→ TASK TO CARRY OUT: Reproduce every entry exactly as shown.

** START OF THE RECORDS **

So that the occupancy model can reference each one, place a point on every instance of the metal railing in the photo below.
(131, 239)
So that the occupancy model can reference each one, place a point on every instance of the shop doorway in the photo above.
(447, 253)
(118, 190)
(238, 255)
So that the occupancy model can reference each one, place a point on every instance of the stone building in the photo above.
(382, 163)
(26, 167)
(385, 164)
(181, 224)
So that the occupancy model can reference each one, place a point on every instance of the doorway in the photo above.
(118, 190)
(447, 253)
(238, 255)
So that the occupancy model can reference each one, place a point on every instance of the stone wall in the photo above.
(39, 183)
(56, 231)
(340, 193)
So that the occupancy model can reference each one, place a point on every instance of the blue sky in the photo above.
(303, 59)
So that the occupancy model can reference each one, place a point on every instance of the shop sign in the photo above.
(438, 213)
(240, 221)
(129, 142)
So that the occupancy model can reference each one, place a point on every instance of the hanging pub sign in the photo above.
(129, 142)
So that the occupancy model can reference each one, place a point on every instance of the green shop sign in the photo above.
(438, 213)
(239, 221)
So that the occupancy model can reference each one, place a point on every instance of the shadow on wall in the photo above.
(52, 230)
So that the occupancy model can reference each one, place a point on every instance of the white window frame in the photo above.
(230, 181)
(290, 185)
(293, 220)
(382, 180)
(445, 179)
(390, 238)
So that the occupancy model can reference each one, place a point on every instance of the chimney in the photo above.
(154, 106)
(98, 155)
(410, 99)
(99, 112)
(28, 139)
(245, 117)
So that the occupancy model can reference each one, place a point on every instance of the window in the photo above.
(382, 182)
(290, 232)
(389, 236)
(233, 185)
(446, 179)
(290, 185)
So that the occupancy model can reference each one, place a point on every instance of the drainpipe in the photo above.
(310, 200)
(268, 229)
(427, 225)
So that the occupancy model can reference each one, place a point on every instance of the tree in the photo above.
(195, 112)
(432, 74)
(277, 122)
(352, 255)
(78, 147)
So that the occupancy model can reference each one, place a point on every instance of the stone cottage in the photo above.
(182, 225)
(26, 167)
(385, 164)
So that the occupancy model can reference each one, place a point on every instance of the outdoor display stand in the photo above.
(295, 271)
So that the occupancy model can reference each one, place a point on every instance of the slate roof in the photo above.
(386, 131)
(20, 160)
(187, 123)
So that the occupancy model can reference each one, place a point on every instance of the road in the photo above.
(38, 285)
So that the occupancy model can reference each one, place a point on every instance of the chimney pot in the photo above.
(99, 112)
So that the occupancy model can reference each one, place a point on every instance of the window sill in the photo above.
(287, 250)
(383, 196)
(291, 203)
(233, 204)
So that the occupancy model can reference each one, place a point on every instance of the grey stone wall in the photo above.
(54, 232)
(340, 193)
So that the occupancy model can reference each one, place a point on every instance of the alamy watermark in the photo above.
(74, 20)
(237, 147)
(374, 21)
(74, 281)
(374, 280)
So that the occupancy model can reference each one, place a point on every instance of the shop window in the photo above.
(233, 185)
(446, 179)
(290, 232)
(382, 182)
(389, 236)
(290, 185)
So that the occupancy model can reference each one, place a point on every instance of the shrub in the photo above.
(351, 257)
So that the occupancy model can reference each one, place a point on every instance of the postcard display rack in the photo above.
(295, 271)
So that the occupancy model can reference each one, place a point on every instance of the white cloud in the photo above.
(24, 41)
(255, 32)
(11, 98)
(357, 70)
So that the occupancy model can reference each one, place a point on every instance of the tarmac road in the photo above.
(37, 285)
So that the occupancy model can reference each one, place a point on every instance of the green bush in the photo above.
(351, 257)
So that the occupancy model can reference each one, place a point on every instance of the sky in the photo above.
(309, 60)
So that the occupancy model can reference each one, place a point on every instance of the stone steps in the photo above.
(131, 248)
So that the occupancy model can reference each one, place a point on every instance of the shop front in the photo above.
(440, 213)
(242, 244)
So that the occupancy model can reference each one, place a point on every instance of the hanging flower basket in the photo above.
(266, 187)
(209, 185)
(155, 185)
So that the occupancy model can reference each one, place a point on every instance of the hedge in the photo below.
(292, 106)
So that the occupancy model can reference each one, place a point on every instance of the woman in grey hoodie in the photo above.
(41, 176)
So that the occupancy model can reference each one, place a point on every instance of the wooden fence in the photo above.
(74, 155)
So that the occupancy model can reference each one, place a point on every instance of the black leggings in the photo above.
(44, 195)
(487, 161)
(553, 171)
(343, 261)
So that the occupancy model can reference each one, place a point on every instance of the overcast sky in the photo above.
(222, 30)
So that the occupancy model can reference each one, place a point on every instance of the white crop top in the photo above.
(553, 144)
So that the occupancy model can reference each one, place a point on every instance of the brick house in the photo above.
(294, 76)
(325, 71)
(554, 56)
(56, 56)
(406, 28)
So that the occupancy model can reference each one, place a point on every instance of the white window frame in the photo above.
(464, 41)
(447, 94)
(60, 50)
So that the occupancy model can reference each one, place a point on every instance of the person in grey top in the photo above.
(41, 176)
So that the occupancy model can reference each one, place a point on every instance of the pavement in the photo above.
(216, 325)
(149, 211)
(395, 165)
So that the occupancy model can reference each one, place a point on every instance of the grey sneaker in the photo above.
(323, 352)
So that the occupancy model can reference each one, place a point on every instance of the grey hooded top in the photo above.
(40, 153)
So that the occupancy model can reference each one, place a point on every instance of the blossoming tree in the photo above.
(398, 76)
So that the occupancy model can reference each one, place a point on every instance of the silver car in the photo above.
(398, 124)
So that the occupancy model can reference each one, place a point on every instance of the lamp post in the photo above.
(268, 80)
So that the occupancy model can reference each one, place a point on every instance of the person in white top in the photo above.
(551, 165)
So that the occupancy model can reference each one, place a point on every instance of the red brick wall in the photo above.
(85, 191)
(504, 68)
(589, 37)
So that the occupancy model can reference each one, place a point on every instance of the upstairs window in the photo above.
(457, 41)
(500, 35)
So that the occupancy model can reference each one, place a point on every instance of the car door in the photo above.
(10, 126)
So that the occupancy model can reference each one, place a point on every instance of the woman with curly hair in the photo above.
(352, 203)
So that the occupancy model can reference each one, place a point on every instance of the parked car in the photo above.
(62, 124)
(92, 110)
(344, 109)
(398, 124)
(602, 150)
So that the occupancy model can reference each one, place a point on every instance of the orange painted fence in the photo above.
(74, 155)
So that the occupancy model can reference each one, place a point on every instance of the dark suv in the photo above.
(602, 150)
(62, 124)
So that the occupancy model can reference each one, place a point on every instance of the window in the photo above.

** END OF THE RECORDS **

→ EXPECTED ANSWER:
So that the occupancy model can reference each one, place a point on every instance of the metal railing in the photo below.
(131, 239)
So that the occupancy model can reference each one, place a point on every instance of the shop doorway in the photo above.
(447, 253)
(118, 190)
(238, 255)
So that the occupancy model can reference each one, place a point on every instance of the stone building in the photo above.
(382, 163)
(26, 167)
(385, 164)
(181, 224)
So that the occupancy model can reference each one, place a point on every instance of the doorway in the photo above.
(118, 190)
(447, 253)
(238, 255)
So that the occupancy model can reference each one, place a point on every instance of the stone wall in the photo above.
(39, 183)
(56, 231)
(340, 193)
So that the occupancy model can reference each one, place a point on every instance of the blue sky in the photo above.
(303, 59)
So that the occupancy model can reference each one, place a point on every instance of the shop sign in the photo above.
(438, 213)
(240, 221)
(129, 142)
So that the occupancy model can reference each one, place a point on every instance of the hanging pub sign in the photo above.
(129, 142)
So that the occupancy model can reference each one, place a point on every instance of the green shop sign in the photo above.
(438, 213)
(239, 221)
So that the occupancy model can reference each one, place a point on every instance of the shadow on wall in the photo above.
(52, 230)
So that the occupancy model can reference each one, place a point on every instance of the white window frame in the photo above.
(230, 181)
(290, 185)
(293, 220)
(382, 180)
(445, 179)
(390, 238)
So that the occupancy model can reference each one, place a point on every instance of the chimney in the photo above.
(154, 106)
(98, 155)
(410, 99)
(99, 112)
(28, 139)
(245, 117)
So that the occupancy model can reference each one, place a point on every instance of the window in the photo above.
(382, 182)
(290, 232)
(389, 236)
(233, 185)
(446, 179)
(290, 185)
So that the occupancy model can reference each one, place a point on every instance of the drainpipe in the photo above.
(310, 200)
(268, 229)
(427, 225)
So that the occupancy model can reference each one, place a point on every instance of the tree in the photo above.
(195, 112)
(432, 74)
(277, 122)
(352, 255)
(78, 147)
So that the occupancy model can reference each one, place a point on every instance of the stone cottage in the photo above.
(182, 225)
(26, 167)
(385, 164)
So that the occupancy model can reference each one, place a point on every instance of the outdoor display stand in the photo above.
(295, 271)
So that the occupancy model can reference each one, place a point on every instance of the slate roof in the photo above.
(386, 131)
(20, 160)
(187, 123)
So that the occupancy model can reference each one, place a point on every instance of the road in the photo above.
(38, 285)
So that the occupancy model can reference each one, place a point on every instance of the chimney pot in the photo above.
(99, 112)
So that the occupancy model can reference each one, place a point on every instance of the window sill in the photo above.
(287, 250)
(383, 196)
(291, 203)
(233, 204)
So that the occupancy model can reference each one, place a point on every instance of the grey stone wall in the photo above.
(54, 232)
(340, 193)
So that the occupancy model can reference each one, place a point on every instance of the alamy watermark in the photo above.
(74, 20)
(237, 147)
(374, 21)
(74, 281)
(374, 280)
So that the occupancy model can reference each one, place a point on every instance of the shop window in the photo above.
(233, 185)
(446, 179)
(290, 232)
(382, 182)
(389, 236)
(290, 185)
So that the occupancy model can reference each one, place a point on every instance of the shrub in the photo above.
(351, 257)
So that the occupancy model can reference each one, place a point on every instance of the postcard display rack in the photo above.
(295, 271)
So that the occupancy model can reference each one, place a point on every instance of the white cloud in the photo above.
(24, 41)
(255, 32)
(11, 98)
(357, 70)
So that the occupancy model can reference each one, place a point on every instance of the tarmac road in the photo above.
(37, 285)
So that the occupancy model can reference each one, place a point on every instance of the green bush in the photo above.
(351, 257)
So that the occupancy model can reference each one, place a point on every instance of the sky in the photo above.
(309, 60)
So that the occupancy model can reference each one, place a point on every instance of the stone steps in the photo above.
(131, 248)
So that the occupancy model can reference each one, place a point on every instance of the shop front in the photo above.
(440, 213)
(242, 244)
So that the occupancy model can reference each one, place a point on every instance of the hanging flower basket in the photo above.
(266, 187)
(209, 185)
(155, 185)
So that the occupancy model can reference each one, place a point on every instance of the hedge in the photo below.
(292, 106)
So that the occupancy model can reference each one, place a point on every instance of the woman in grey hoodie in the photo above.
(41, 176)
So that the occupancy model can reference each one, place a point on every instance of the wooden fence in the photo above.
(74, 155)
So that the occupancy model can reference each one, place a point on every instance of the black leggings in the photo above.
(44, 195)
(487, 161)
(553, 171)
(343, 261)
So that the occupancy model can reference each one, place a point on every instance of the overcast sky in the photo above.
(222, 30)
So that the occupancy model can reference each one, place a point on every instance of the white crop top in the photo above.
(553, 144)
So that the occupancy model can reference each one, place a point on every instance of the brick house in the photo above.
(294, 76)
(325, 71)
(554, 56)
(56, 56)
(406, 28)
So that the occupancy model can reference each one, place a point on every instance of the white window frame in the photo above.
(464, 41)
(447, 94)
(60, 50)
So that the occupancy model can reference each one, place a point on every instance of the person in grey top in the photo above.
(41, 176)
So that the occupancy model can reference each one, place a point on every instance of the pavement in the photo above.
(216, 325)
(149, 211)
(395, 165)
So that the occupancy model can reference each one, place a point on every instance of the grey sneaker in the photo above.
(323, 352)
So that the occupancy model can reference each one, place a point on every instance of the grey hooded top in the photo above.
(40, 153)
So that the occupancy model can reference each one, place a point on every instance of the blossoming tree in the photo above.
(398, 76)
So that the occupancy model can reference each one, place a point on every instance of the silver car in the photo above.
(398, 124)
So that the occupancy model can reference each one, place a point on every instance of the lamp post in the photo above.
(268, 80)
So that the occupancy model can reference each one, place a point on every instance of the person in white top in the photo above.
(551, 165)
So that the occupancy model can reference each one, place a point on every instance of the red brick wall in the photo above.
(85, 191)
(504, 68)
(589, 37)
So that the occupancy model can reference each one, place a point on every instance of the upstairs window in the photo above.
(457, 41)
(500, 35)
So that the occupancy model can reference each one, place a point on every instance of the car door in the photo above.
(10, 126)
So that the occupancy model can reference each one, place a point on every instance of the woman with curly hair in the photo above.
(352, 203)
So that the occupancy model can reference each one, place a point on every instance of the parked car in the photo above.
(62, 124)
(92, 110)
(344, 109)
(398, 124)
(602, 150)
So that the occupancy model can reference each one, place a point on every instance of the orange painted fence in the photo above.
(74, 155)
So that the occupancy model can reference each one, place a point on every instance of the dark suv in the photo above.
(602, 150)
(62, 124)
So that the occupancy model can reference each one, place a point on every instance of the window in the photo above.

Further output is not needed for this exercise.